Текст:
───

Русская линия

 

Русский дом, №10. Оглавление


Россия - удел пресвятой Богородицы

СВОБОДА ИЛИ ТЮРЬМА?
Игуменья Ксения,
настоятельница Свято-Троицкого Ново-Голутвина монастыря

Для многих из сестер, живущих в Свято-Троицком Ново-Голутвине монастыре, первые посещения храма, первая встреча с монастырем открыли глубинный смысл притчи из Евангелия о купце, который, найдя одну "драгоценную жемчужину", решил продать все, что у него было.
Действительно, нам захотелось расстаться со всем "прежним": с будущей престижной работой, с пребыванием в Москве, куда так все стремятся; с домом, в котором мы все так любим и мать, и отца, и захотелось окунуться в эту новую атмосферу. "Новый быт", состоящий из ранних утренних молитв, труда на разных "послушаниях", из монастырской трапезы, заканчивался вечерним Богослужением со строгим монашеским пением, осознанием радости нового бытия с Богом!
Поэтому "отречение от мира" не выглядит как какая-то трагедия, страшная потеря, наоборот, это действительно та "драгоценная жемчужина", ради которой можно оставить все "прежнее".
Жизнь без Бога хорошо была нам известна по школьным и студенческим годам. А жизнь с Богом, со стремлением понять, кто же Он, против Которого так борется мир, "лежащий во зле", открывала новое "стояние в правде и истине", где так успокаивался "бунтующий" человек, находя мудрые ответы на все свои трудные вопросы.

───

[Записи с указанием точек]
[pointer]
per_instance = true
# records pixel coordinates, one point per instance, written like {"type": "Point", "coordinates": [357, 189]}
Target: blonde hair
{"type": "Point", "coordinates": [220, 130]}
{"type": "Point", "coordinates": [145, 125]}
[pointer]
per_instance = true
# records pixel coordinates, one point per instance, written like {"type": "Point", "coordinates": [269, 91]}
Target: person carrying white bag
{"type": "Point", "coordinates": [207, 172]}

───

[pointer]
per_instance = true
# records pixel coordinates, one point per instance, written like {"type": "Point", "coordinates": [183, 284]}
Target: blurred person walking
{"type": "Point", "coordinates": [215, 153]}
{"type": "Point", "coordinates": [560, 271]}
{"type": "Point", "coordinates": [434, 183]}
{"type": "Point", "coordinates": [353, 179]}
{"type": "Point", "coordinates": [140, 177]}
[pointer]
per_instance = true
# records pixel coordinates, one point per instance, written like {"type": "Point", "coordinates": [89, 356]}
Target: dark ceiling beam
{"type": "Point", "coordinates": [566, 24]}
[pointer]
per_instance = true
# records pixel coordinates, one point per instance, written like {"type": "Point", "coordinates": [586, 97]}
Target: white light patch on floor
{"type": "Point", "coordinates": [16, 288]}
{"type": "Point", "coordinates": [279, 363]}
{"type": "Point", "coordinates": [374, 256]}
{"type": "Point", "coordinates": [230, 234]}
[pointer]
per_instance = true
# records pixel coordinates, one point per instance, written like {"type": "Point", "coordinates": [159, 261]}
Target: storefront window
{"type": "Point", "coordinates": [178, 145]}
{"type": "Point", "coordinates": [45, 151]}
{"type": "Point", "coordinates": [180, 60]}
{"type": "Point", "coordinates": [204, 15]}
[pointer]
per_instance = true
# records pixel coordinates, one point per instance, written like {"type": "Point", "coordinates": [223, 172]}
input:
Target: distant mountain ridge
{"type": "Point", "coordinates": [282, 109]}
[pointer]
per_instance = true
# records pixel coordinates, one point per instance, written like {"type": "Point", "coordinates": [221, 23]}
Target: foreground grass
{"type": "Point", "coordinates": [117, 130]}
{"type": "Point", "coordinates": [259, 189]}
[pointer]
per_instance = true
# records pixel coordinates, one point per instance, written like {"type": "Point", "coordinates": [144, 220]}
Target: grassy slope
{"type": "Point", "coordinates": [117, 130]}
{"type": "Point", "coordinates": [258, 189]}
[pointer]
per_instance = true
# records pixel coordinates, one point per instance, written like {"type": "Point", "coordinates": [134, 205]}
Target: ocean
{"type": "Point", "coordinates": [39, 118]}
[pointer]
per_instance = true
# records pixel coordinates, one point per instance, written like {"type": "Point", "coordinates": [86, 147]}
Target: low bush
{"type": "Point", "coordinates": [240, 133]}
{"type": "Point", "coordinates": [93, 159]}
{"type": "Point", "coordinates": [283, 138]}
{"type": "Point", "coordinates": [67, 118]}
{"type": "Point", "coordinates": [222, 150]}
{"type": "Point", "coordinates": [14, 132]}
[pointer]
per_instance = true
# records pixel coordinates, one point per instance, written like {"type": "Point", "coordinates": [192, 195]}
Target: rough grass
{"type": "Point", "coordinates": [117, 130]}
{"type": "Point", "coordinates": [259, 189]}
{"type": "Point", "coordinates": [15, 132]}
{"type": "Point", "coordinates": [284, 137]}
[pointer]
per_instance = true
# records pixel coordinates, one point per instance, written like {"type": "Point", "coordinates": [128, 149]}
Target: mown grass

───

Задания:
• a. Почему, согласно тексту, «отречение от мира» не выглядит трагедией? Ответьте в одном–трех предложениях.
• b. Приведите все строки записей, в которых встречается слово «person». Регистр букв учитывается.
Текст и записи никак не связаны между собой.

Ответы:
• a. «Отречение от мира» не выглядит трагедией или страшной потерей, потому что это и есть та «драгоценная жемчужина», ради которой можно оставить все «прежнее». Новая монастырская жизнь приносит радость нового бытия с Богом.

• b.
Target: person carrying white bag
Target: blurred person walking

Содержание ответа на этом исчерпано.